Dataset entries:
·····

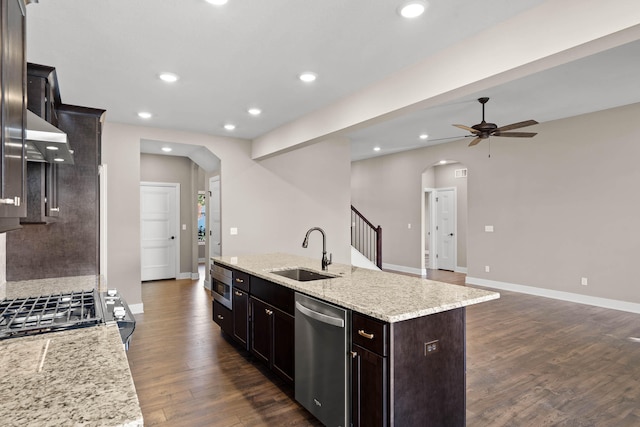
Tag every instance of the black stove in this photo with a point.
(49, 313)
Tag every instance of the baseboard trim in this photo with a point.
(136, 308)
(402, 268)
(188, 275)
(559, 295)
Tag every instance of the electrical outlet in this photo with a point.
(431, 347)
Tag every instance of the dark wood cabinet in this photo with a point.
(369, 371)
(43, 99)
(12, 114)
(272, 337)
(369, 401)
(223, 317)
(241, 317)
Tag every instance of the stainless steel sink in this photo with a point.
(302, 274)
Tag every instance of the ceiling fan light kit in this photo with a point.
(484, 130)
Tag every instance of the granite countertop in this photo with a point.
(386, 296)
(79, 377)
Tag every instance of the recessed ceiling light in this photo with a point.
(168, 77)
(308, 76)
(412, 9)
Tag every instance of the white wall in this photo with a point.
(271, 202)
(563, 204)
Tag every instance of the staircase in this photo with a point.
(366, 238)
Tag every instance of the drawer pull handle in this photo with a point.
(364, 334)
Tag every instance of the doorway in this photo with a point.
(444, 218)
(159, 230)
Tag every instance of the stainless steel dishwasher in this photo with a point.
(321, 360)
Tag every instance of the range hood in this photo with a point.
(45, 142)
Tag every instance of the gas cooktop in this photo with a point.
(49, 313)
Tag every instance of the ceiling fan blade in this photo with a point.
(517, 125)
(515, 134)
(475, 142)
(467, 128)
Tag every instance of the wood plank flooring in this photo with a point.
(531, 361)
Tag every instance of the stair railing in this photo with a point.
(366, 237)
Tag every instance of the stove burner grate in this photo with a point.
(47, 313)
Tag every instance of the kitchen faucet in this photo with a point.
(305, 243)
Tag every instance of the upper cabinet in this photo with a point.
(13, 114)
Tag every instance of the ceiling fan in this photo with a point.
(484, 130)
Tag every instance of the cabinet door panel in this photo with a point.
(260, 330)
(369, 388)
(241, 317)
(223, 317)
(283, 344)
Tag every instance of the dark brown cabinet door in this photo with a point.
(283, 344)
(261, 330)
(12, 110)
(223, 317)
(241, 317)
(368, 388)
(272, 338)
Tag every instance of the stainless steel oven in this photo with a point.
(222, 285)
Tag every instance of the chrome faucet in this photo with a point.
(305, 243)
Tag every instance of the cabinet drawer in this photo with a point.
(241, 280)
(369, 333)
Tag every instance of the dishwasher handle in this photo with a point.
(320, 317)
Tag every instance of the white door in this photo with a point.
(159, 230)
(445, 229)
(215, 244)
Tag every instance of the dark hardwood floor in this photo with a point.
(531, 361)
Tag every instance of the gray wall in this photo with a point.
(271, 202)
(181, 170)
(563, 204)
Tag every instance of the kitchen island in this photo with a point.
(73, 377)
(406, 334)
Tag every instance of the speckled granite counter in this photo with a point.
(385, 296)
(79, 377)
(76, 378)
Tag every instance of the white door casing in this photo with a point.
(446, 229)
(159, 230)
(215, 232)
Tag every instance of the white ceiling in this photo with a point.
(108, 55)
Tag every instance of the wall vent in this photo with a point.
(461, 173)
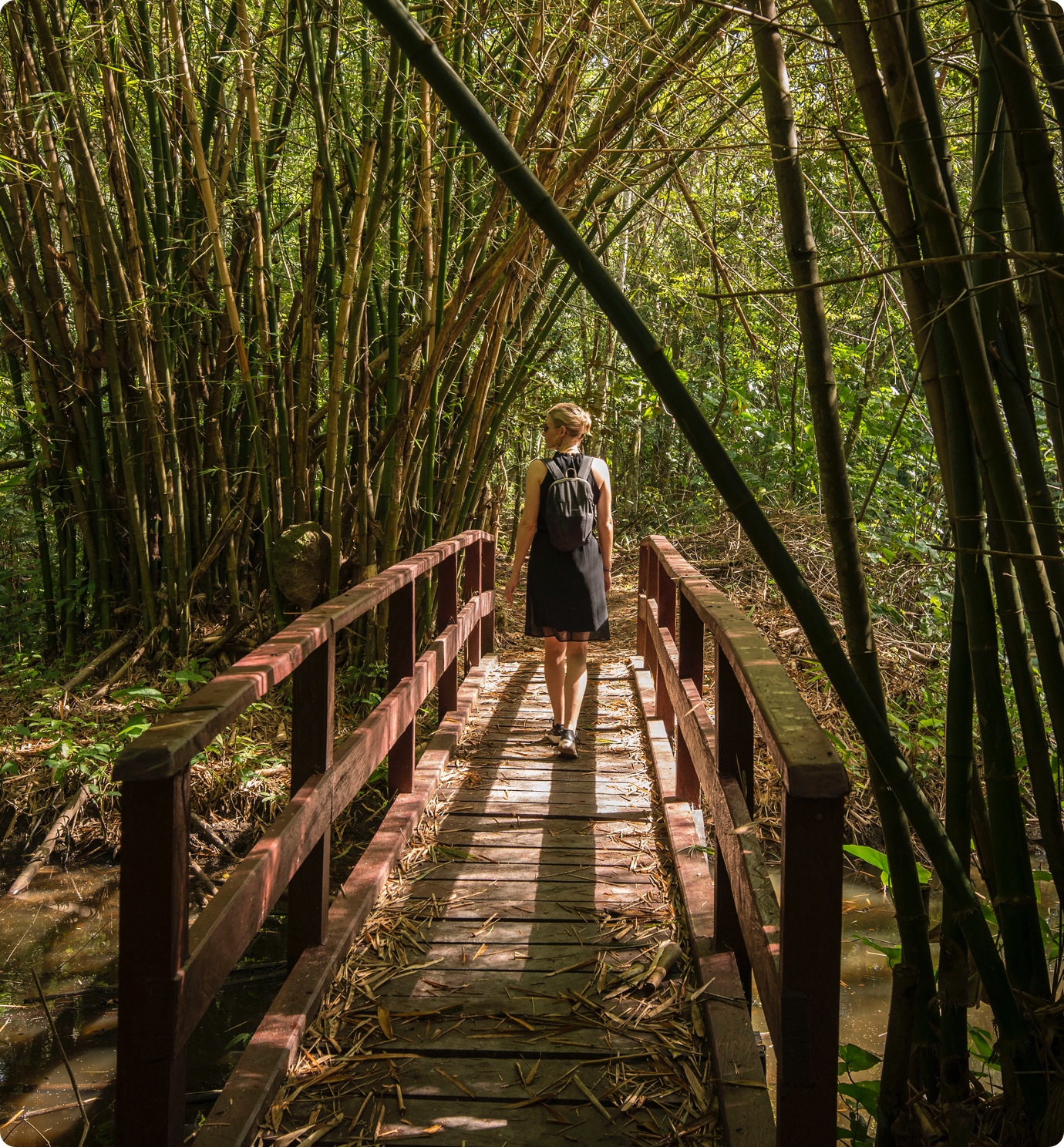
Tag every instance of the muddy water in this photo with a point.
(66, 928)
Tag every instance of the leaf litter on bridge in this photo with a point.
(603, 1052)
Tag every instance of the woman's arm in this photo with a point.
(527, 528)
(604, 516)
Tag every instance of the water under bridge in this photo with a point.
(530, 950)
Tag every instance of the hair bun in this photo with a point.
(575, 419)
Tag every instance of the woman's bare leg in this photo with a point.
(575, 681)
(554, 671)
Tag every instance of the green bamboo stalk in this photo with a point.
(1017, 1046)
(960, 754)
(33, 476)
(800, 246)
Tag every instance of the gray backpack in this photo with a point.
(570, 507)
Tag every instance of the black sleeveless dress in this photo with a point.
(566, 591)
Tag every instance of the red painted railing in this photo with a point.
(169, 973)
(791, 944)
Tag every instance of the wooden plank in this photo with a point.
(227, 926)
(262, 1066)
(742, 1097)
(402, 656)
(495, 889)
(601, 810)
(484, 1123)
(312, 698)
(453, 1034)
(153, 923)
(526, 932)
(583, 870)
(543, 909)
(798, 745)
(547, 954)
(446, 614)
(549, 853)
(490, 1078)
(180, 733)
(758, 911)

·····

* WORK TO COMPLETE: Extract, exactly, the lines above that begin at the line containing "Tag every instance of the wooden" and end at the final line of the records; add no other text.

* RESPONSE TO THE TASK:
Tag every instance of the wooden plank in this photo with a point.
(227, 926)
(262, 1066)
(742, 1097)
(402, 656)
(495, 889)
(601, 810)
(484, 1123)
(312, 698)
(453, 1034)
(153, 923)
(526, 932)
(583, 870)
(543, 909)
(798, 745)
(547, 954)
(446, 614)
(549, 853)
(490, 1078)
(180, 733)
(758, 911)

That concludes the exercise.